__AVAILABLE DATA__.
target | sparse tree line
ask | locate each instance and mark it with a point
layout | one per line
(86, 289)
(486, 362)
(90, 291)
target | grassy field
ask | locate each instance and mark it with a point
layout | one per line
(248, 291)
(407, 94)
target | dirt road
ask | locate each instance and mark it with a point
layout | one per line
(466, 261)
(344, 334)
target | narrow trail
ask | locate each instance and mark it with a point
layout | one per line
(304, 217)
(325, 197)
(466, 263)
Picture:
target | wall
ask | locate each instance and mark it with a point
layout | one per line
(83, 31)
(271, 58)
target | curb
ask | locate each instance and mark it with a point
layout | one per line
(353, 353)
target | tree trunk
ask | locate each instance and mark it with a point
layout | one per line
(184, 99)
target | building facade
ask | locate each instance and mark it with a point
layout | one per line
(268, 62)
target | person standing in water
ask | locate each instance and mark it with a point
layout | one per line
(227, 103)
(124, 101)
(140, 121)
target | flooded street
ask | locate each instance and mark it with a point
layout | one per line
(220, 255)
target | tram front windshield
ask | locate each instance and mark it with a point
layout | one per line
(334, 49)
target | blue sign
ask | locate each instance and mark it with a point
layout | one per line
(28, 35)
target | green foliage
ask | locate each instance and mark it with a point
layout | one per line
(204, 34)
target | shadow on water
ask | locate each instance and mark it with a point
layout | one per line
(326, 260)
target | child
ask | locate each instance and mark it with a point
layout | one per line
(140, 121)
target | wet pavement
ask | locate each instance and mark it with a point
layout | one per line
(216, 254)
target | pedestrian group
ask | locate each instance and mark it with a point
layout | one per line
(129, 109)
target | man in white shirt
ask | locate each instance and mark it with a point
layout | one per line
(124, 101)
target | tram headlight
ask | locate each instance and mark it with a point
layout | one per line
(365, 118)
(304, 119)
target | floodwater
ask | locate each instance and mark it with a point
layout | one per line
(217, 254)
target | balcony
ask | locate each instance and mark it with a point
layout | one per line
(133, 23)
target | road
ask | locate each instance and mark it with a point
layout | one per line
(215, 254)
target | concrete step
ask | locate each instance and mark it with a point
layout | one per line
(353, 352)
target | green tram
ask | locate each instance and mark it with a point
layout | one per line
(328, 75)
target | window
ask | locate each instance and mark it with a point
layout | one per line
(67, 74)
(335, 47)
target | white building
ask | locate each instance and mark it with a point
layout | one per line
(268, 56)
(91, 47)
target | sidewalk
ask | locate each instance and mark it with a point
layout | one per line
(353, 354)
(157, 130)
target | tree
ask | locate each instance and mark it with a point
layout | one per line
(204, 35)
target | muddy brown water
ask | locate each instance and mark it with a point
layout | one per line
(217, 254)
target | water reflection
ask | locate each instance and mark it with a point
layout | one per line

__INSTRUCTIONS TO FOLLOW__.
Your answer should be each line of the data that contains the word "white", copied as it stands.

__THE COMPLETED TASK__.
target | man in white shirt
target | white building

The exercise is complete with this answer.